◆ **SHORT EXERCISE 1**: From the article on self-evaluation, list every method it names for getting evidence.
◆ **SHORT EXERCISE 2**: From the article on self-evaluation, extract the passage between "In order to" and "improving their confidence.", inclusive.
◆ **SHORT EXERCISE 3**:
Answer these questions using the article on self-evaluation:
(a) Against what is performance usually judged?
(b) In the example about evidence preferences, what kind of evidence might a funder like?
(c) Which group does the article use as an example of whom an impact statement might cover?

◆ **SOURCE DOCUMENT**:
- - - - - - -

Skills for the Job: Self-evaluation

Georgina Anstey
Monday, January 23, 2012

Being able to demonstrate that the service you provide actually delivers results can be vital to secure your project's long-term future.

Speak to children and young people to determine how your service is performing. Image: NTI
Speak to children and young people to determine how your service is performing. Image: NTI

What is self-evaluation?

Evaluation involves making value judgments about performance. It could relate to your finances or your staff morale, but most commonly it is about organisational delivery, your services and projects and the difference they are making to children, young people or families.

If you want to evaluate your outputs and impact you can either do it yourself, through self-evaluation, or hire an evaluation consultant to do it for you.

Self-evaluation is cheaper, can be done on an ongoing basis and helps you keep more of the learning. You do not have to be a professional researcher to do it well.

Where do I start?

In order to make a value judgment about your services or impact you need something to judge them against. This could be against last year's performance, but is usually against your plan.

If you do not have a plan, then you will need one. It needs to contain clear statements about your services and the resulting impact.

Impact statements should cover who you are looking to help, for example Bangladeshi boys aged between five and 11, and how you want them to be different, such as attending school more often, or improving their confidence.

Clear impact plans also help staff, trustees and volunteers understand what you are trying to achieve.

What evidence do I need to find?

To form judgments, you need evidence. But before gathering any evidence it is important to clarify who needs to know about your performance and what kind of evidence they prefer. For instance, your funder may like stories but your senior management team may prefer statistics.

Next, consider what evidence you already have - you might have some quotes from young people on how they felt different after you worked with them, or numbers on school attendance.

Once you know what you already have, you can work out what else you need.

There are a whole host of ways of getting evidence, including observation, focus groups, photographs, video diaries, interviews and surveys.

What do I do with the results?

- - - - - - -

◆ **PROVIDED RECORDS**:
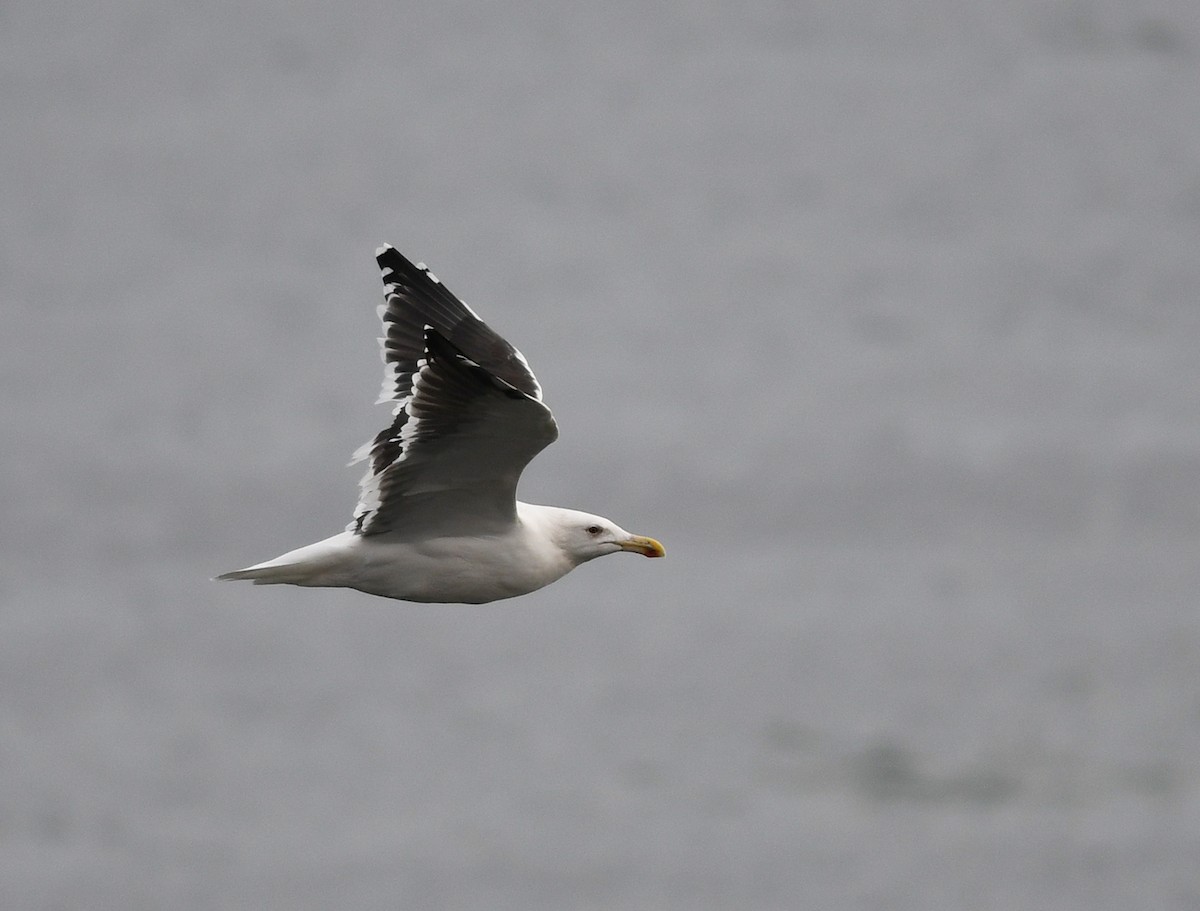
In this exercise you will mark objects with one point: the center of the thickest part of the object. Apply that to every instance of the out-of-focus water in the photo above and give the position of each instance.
(883, 318)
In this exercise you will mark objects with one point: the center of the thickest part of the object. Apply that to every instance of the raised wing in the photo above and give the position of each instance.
(467, 420)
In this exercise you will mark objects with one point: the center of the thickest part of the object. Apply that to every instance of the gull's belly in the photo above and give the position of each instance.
(468, 570)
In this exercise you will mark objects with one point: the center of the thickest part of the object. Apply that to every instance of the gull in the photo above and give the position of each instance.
(437, 517)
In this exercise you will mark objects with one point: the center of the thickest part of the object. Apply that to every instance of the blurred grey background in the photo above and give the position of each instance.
(882, 316)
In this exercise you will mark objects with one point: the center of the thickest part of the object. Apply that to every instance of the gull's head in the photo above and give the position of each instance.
(586, 537)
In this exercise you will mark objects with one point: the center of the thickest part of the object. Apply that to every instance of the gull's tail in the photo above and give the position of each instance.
(316, 564)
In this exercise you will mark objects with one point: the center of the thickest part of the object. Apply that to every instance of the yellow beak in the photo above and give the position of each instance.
(646, 546)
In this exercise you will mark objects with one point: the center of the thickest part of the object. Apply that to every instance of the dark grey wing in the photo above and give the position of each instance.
(463, 427)
(414, 299)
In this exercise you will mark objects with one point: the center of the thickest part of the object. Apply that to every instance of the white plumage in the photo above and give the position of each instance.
(438, 519)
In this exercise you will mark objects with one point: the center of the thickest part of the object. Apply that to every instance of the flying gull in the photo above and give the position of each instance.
(438, 519)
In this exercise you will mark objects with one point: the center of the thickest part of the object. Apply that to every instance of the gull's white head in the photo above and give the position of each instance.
(583, 537)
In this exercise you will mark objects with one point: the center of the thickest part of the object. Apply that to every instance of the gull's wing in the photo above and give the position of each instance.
(467, 420)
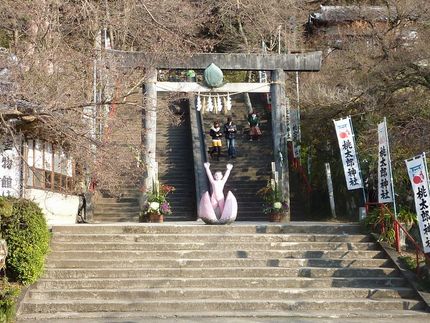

- - - - - - -

◆ **CORRECT ANSWER 1**:
observation
focus groups
photographs
video diaries
interviews
surveys

◆ **CORRECT ANSWER 2**:
In order to make a value judgment about your services or impact you need something to judge them against. This could be against last year's performance, but is usually against your plan.

If you do not have a plan, then you will need one. It needs to contain clear statements about your services and the resulting impact.

Impact statements should cover who you are looking to help, for example Bangladeshi boys aged between five and 11, and how you want them to be different, such as attending school more often, or improving their confidence.

◆ **CORRECT ANSWER 3**:
(a) Against your plan.
(b) Stories.
(c) Bangladeshi boys aged between five and 11.